Exercise directions: All of the records must be set down again word for word.
((
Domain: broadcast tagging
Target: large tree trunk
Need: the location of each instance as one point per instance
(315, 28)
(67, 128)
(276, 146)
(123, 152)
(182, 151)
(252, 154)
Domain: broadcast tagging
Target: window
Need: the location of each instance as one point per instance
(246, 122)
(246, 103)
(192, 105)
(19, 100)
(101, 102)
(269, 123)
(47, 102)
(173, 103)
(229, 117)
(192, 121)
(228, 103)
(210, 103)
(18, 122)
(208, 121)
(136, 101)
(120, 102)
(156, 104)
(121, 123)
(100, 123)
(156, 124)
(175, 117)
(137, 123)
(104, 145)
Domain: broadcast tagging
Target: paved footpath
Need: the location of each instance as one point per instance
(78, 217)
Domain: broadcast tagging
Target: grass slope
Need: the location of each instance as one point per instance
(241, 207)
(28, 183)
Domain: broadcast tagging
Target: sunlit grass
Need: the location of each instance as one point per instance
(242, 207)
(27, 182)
))
Answer section:
Domain: broadcast tagging
Target: large tree trunk
Need: the location of each instance as one point per instance
(315, 28)
(67, 128)
(276, 146)
(123, 152)
(182, 151)
(252, 154)
Domain: broadcast tagging
Target: window
Need: the location of each instance as one point per instance
(246, 122)
(246, 103)
(192, 105)
(19, 100)
(101, 102)
(269, 123)
(47, 102)
(173, 103)
(229, 117)
(192, 121)
(228, 103)
(210, 103)
(18, 122)
(208, 121)
(136, 101)
(120, 102)
(156, 104)
(121, 123)
(100, 123)
(156, 124)
(175, 117)
(137, 123)
(104, 145)
Domain: broadcast tagging
Target: paved footpath
Need: the location of each instance as one point per instance
(78, 217)
Domain: broadcast tagging
Target: grass slope
Need: the location of each instance as one point per instance
(241, 207)
(28, 183)
Domain: broadcast tagging
Target: sunlit grass
Need: the location of each instance as one point per instance
(242, 207)
(27, 182)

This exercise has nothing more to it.